**Aim of the exercise:** Can you pull out, word for word, the stretch of entries from the line containing "654, row 190." through the line containing "column 850, row 370", with both of those lines included and nothing else?

━━━ Provided material

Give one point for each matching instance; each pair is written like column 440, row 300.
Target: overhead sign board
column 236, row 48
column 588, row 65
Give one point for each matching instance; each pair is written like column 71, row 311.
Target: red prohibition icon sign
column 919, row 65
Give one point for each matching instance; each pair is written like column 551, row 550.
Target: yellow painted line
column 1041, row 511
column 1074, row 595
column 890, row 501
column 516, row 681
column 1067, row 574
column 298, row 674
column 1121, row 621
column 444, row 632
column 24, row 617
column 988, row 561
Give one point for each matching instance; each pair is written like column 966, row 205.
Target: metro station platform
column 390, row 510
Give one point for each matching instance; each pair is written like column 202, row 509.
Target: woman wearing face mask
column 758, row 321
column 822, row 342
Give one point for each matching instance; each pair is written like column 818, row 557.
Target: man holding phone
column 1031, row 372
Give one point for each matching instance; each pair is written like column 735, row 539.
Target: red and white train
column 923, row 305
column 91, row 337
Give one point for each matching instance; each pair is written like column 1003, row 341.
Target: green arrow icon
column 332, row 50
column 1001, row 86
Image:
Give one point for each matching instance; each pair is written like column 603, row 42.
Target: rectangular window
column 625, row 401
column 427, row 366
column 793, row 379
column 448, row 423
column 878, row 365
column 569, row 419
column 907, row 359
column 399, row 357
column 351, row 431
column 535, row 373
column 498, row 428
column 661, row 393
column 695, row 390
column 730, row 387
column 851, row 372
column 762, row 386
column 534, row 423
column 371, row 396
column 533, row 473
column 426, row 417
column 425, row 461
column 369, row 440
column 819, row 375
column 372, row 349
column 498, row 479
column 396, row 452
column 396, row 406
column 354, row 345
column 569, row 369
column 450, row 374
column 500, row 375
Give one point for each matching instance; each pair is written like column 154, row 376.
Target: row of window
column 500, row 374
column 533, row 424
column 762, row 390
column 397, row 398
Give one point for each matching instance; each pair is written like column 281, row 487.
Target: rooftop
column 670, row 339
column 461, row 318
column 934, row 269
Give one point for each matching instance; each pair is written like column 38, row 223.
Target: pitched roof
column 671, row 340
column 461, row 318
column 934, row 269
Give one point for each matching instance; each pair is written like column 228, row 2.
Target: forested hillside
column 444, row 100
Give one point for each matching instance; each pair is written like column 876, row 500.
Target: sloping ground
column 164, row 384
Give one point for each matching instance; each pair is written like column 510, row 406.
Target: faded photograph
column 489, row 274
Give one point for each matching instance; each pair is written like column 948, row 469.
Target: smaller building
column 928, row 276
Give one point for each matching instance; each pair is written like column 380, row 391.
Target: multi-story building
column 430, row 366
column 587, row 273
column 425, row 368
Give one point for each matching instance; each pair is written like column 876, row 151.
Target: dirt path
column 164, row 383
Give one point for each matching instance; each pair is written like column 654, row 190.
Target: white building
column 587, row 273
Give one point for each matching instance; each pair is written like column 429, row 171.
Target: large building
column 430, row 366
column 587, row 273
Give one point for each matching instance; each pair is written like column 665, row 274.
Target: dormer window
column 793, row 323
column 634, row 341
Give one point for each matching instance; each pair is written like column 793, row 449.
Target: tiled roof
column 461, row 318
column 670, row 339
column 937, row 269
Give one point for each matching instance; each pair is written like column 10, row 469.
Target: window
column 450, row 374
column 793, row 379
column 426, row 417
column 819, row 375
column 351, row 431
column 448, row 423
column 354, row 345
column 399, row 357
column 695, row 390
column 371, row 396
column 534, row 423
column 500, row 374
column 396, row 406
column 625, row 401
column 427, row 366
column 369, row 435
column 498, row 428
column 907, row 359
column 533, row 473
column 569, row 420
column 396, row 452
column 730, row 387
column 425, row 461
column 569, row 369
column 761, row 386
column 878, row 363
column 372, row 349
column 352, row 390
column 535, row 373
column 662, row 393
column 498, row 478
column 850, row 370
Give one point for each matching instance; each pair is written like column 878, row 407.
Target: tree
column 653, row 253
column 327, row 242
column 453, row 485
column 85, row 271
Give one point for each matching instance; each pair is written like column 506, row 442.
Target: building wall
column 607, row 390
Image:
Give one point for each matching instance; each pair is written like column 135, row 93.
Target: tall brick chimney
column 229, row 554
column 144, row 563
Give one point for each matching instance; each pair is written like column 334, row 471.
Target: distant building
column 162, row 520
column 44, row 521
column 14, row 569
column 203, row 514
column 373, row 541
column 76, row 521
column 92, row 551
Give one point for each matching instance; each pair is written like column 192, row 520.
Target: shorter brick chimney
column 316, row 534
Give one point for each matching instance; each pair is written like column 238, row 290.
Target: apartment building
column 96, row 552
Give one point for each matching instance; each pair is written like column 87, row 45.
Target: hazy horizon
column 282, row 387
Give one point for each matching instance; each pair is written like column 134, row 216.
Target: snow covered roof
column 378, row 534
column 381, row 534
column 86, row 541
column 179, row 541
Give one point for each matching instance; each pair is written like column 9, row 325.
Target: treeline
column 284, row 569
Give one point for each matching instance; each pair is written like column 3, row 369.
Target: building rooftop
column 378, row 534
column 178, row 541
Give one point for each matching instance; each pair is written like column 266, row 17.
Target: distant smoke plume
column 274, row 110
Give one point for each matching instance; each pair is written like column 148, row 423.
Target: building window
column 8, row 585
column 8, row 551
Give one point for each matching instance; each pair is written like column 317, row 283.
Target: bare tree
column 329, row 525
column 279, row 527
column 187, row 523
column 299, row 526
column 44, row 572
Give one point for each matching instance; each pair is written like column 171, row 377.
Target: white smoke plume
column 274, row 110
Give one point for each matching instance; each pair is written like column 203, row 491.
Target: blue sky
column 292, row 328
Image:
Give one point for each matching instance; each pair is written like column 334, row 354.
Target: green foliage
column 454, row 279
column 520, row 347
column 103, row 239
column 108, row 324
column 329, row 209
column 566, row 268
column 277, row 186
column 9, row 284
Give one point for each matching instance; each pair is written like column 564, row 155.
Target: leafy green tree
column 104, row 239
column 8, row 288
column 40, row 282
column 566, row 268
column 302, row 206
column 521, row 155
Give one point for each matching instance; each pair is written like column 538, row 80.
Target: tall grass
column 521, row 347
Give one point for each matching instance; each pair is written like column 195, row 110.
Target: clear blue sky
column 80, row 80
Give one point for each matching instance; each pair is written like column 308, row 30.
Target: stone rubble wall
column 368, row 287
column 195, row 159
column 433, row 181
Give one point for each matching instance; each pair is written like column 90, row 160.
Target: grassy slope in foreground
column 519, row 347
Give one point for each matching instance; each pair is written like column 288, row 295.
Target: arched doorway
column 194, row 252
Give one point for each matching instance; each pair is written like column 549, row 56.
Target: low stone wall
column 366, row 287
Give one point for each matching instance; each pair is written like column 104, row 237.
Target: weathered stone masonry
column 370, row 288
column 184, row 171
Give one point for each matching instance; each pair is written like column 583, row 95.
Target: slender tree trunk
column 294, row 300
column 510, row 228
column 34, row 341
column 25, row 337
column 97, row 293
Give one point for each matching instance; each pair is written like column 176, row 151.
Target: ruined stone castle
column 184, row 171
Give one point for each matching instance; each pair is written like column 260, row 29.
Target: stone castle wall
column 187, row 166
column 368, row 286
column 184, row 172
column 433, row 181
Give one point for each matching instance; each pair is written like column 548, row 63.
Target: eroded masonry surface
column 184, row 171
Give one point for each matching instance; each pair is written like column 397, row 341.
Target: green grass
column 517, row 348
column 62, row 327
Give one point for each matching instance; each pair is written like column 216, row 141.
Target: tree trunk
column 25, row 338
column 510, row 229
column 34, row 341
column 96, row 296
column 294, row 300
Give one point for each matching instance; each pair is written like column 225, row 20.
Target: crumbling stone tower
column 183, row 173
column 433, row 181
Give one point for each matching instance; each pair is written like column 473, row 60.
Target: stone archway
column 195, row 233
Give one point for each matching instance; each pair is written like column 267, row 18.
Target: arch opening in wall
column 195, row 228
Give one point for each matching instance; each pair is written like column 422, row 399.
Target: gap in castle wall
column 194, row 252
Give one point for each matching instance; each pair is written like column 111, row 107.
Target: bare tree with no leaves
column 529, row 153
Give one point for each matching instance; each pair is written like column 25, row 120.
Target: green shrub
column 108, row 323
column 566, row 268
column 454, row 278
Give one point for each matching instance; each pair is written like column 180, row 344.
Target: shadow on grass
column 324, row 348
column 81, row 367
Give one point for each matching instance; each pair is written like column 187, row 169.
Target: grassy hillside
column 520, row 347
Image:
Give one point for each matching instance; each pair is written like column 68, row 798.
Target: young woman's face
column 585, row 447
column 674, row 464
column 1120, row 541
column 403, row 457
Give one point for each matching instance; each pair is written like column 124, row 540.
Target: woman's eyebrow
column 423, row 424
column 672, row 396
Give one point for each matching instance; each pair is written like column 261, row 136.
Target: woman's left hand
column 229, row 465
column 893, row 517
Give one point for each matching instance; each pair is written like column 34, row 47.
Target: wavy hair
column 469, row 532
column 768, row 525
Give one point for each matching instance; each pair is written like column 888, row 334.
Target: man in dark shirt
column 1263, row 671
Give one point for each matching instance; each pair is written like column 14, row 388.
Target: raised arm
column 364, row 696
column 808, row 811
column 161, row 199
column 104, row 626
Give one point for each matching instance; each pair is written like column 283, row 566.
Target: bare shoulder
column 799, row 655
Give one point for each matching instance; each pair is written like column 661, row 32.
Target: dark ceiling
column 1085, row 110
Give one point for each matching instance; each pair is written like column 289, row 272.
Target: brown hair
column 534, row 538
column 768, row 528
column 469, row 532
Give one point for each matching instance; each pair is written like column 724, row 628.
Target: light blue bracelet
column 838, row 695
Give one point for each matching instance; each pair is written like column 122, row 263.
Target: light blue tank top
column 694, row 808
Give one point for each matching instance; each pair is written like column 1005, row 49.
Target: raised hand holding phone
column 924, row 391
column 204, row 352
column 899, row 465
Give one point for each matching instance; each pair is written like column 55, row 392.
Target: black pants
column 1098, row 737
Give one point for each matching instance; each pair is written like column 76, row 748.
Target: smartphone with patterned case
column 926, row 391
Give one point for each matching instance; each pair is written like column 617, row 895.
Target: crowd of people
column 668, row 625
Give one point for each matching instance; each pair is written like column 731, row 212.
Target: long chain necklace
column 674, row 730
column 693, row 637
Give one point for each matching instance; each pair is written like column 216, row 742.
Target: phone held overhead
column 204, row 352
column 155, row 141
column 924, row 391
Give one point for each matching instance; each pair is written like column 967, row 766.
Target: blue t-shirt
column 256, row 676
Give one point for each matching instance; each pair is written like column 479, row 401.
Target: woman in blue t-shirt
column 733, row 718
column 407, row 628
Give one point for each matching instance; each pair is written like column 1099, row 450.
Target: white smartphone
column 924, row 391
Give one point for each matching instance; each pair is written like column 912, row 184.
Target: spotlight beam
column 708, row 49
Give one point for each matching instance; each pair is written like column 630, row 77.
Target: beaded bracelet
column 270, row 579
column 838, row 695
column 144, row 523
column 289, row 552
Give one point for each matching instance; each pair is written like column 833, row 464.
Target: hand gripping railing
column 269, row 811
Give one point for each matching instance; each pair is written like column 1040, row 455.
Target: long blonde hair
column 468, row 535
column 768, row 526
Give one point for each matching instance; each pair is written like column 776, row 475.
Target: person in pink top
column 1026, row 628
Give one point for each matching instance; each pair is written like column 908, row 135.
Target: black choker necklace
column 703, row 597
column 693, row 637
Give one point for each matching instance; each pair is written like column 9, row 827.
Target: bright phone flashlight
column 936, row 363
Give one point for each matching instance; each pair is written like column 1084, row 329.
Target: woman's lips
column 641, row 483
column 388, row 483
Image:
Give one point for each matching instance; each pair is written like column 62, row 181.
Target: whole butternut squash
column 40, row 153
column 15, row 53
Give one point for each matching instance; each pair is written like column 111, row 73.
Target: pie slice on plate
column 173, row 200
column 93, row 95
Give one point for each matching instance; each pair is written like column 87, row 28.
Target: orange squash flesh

━━━━━━

**Expected answer:**
Give one point for each matching instance; each pair is written like column 654, row 190.
Target: white building
column 587, row 273
Give one point for each matching instance; each pair is written like column 429, row 171.
Target: large building
column 430, row 366
column 587, row 273
Give one point for each matching instance; each pair is written like column 665, row 274.
Target: dormer window
column 793, row 323
column 634, row 341
Give one point for each matching instance; each pair is written like column 793, row 449.
Target: tiled roof
column 461, row 318
column 670, row 339
column 937, row 269
Give one point for each matching instance; each pair is written like column 10, row 469.
Target: window
column 450, row 374
column 793, row 379
column 426, row 417
column 819, row 375
column 351, row 431
column 448, row 423
column 354, row 345
column 399, row 357
column 695, row 390
column 371, row 396
column 534, row 423
column 500, row 374
column 396, row 406
column 625, row 401
column 427, row 366
column 369, row 435
column 498, row 428
column 907, row 359
column 533, row 473
column 569, row 420
column 396, row 452
column 730, row 387
column 425, row 461
column 569, row 369
column 761, row 386
column 878, row 363
column 372, row 349
column 352, row 390
column 535, row 373
column 662, row 393
column 498, row 478
column 850, row 370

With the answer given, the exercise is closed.